DOCUMENT SECTION:

Is Corporate Experimentation Really Praiseworthy?

Introduction

In her article Two Cheers for Corporate Experimentation: The A/B Illusion and the Virtues of Data-Driven Innovation¹, Michelle Meyer defends the ethical status of corporate experimentation (or A/B testing), claiming that this practice is not only morally permissible, but in fact preferable to the alternative (in at least some cases) on account of the welfare gains it may confer for users.

In this essay, I argue that while Meyer is correct that A/B testing is morally permissible in some cases (contrary to wholesale critics), she overstates the moral praiseworthiness of the practice. I claim, instead, that A/B testing in and of itself should be viewed as morally neutral, and that corporations should be ethically evaluated (and perhaps regulated) based on how and not whether they deploy this practice.

The A/B Testing Illusion & the Moral Permissibiilty of Corporate Experimentation

Meyer outlines her ethical defense of A/B testing in the opening sections of Two Cheers for Corporate Experimentation. She explains that when corporate changes are A/B tested, this allows them a “far greater chance of being discovered to be unsafe or ineffective [for users]”. If corporations act appropriately on such findings (or share them publicly), A/B testing can thus lead to “substantial welfare gains” for users. This is in contrast to conventional approaches to corporate innovation, in which corporations simply implement a preferred change “by fiat”, retaining little ability to understand the causal impact of the change².

In Meyer’s view, the practitioner who A/B tests is thus better positioned for what she calls “responsible innovation”³. Since A/B testing can deliver a precise understanding of the impact that changes have on users, companies that experiment can better respect their users’ best interests (or at least share findings so that users can make informed decisions). Through this lens, it is in fact the practitioner who implements changes without testing who is comparatively unethical: exploiting her power over users to unilaterally implement changes that are believed to be in the company’s best interests, while undertaking no effort to rigorously understand the true impact of the change on user welfare.

Meyer believes that critics of corporate experimentation have been misled by what she calls the “A/B testing illusion” or “the tendency to focus on the experiment in the foreground rather than the ongoing practice that exists in the background”⁴. In short, critics have overreacted to the “risk, uncertainty and power asymmetries” involved in companies experimentally comparing A to B, while ignoring that the alternative is either (i) the unilateral implementation of B without evidence, or (ii) the continued adherence to the baseline A, which was itself unilaterally implemented without evidence in the past, and thus is not morally privileged⁵.

DATA ROWS:
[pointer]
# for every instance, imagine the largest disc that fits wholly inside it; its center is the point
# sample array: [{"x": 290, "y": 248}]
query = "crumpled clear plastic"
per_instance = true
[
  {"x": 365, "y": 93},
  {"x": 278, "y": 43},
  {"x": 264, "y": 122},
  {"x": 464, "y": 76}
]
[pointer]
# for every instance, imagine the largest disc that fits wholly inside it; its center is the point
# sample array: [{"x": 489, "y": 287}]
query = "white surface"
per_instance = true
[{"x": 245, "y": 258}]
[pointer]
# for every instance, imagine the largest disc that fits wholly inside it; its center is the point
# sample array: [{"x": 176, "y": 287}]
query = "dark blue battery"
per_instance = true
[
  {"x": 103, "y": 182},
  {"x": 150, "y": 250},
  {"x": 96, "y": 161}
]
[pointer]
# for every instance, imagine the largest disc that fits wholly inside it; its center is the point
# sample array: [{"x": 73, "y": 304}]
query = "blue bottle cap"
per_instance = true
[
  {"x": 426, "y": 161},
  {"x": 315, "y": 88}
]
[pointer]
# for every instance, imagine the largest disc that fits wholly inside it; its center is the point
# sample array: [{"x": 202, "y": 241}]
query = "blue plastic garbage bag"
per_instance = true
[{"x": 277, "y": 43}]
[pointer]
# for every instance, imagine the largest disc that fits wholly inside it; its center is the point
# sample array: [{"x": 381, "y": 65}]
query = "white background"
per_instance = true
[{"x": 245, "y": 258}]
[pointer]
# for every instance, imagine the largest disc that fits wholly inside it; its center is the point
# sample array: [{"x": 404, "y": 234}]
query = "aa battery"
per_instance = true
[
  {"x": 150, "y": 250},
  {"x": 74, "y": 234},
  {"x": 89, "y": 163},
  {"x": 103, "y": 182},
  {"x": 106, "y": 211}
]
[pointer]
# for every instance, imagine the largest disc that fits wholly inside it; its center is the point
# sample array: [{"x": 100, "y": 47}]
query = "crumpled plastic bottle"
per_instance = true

WHAT TO DO:
1. Repeat the passage of the essay on corporate experimentation from "In her article" to "deploy this practice.".
2. In the essay on corporate experimentation, what name does Meyer give to the tendency to focus on the experiment in the foreground rather than the ongoing practice in the background?
3. Write the next part of the essay on corporate experimentation, picking up after its last sentence.
The listing comes from a different source than the essay.

RESULTS:
1.
In her article Two Cheers for Corporate Experimentation: The A/B Illusion and the Virtues of Data-Driven Innovation¹, Michelle Meyer defends the ethical status of corporate experimentation (or A/B testing), claiming that this practice is not only morally permissible, but in fact preferable to the alternative (in at least some cases) on account of the welfare gains it may confer for users.

In this essay, I argue that while Meyer is correct that A/B testing is morally permissible in some cases (contrary to wholesale critics), she overstates the moral praiseworthiness of the practice. I claim, instead, that A/B testing in and of itself should be viewed as morally neutral, and that corporations should be ethically evaluated (and perhaps regulated) based on how and not whether they deploy this practice.

2. She calls it the "A/B testing illusion."

3.
Ultimately, although Meyer does not defend A/B testing in all cases, she does conclude based on the above considerations that it has much to recommend it, at least when certain criteria are met (e.g. risks to users are minimal, welfare gains are localized to those exposed to test). As she puts in the conclusion of a New York Times op-ed on the subject⁶:

… as long as we permit those in power to make unilateral choices that affect us, we shouldn’t thwart low-risk efforts, like those of Facebook and OkCupid, to rigorously determine the effects of those choices. Instead, we should cast off the A/B illusion and applaud them.

Is Corporate Experimentation Really Praiseworthy?

Meyer is right to highlight the A/B testing illusion, and is correct in her defense of corporate experimentation against those who would reject it based on the view that all human experimentation is “inherently dangerous … [and that its pursuit] without informed consent is absolutely unethical”⁷. Indeed, as Meyer points out, insofar as we are comfortable with companies unilaterally implementing some change B without evidence, there is little ground to criticize the firm that prefers to test it against the baseline A first. As Meyer points out, there is no additional risk or exploitation involved in the latter case; thus, insofar as we are comfortable with the former, we ought to be comfortable with the latter as well.

However, Meyer also makes a stronger claim: namely, that A/B testing is actually a more responsible approach to corporate innovation, and is thus morally-preferable and worthy of applause. As noted above, this claim is based on the premise that A/B testing leads to a “far greater chance of [changes] being discovered to be unsafe or ineffective [for users]” and can thus yield “substantial welfare gains” for those users if results are shared or acted on. But does A/B testing really lead to welfare gains for users? And if it does, does this necessarily make it worthy of moral applause? We investigate these questions in the remainder of this essay.

When corporate and user interests are aligned, users will generally benefit from A/B testing. For example, when Airbnb builds a new search algorithm, the algorithm is valuable to Airbnb only insofar as it does a better job of matching guests with homes that are a good fit for their travel plans. Since users come to Airbnb with precisely this goal in mind, corporate and user interests are fully aligned. Thus, if Airbnb uses A/B testing to optimize its search algorithm and maximize the chance of a match occurring, users benefit (on average) by having an easier time planning a trip. Moreover, since A/B testing allows Airbnb to do this optimization in a more rigorous and data-driven way, users actually benefit more in the world Airbnb experiments than in the world where Airbnb does not. In short, A/B testing leads to an increase in user welfare in cases like this where corporate and user interests are aligned. In Two Cheers, Meyer explores a similar example that involves OkCupid experimenting to understand the effectiveness of its matching algorithm, a question that likewise aligns corporate and user interests⁸.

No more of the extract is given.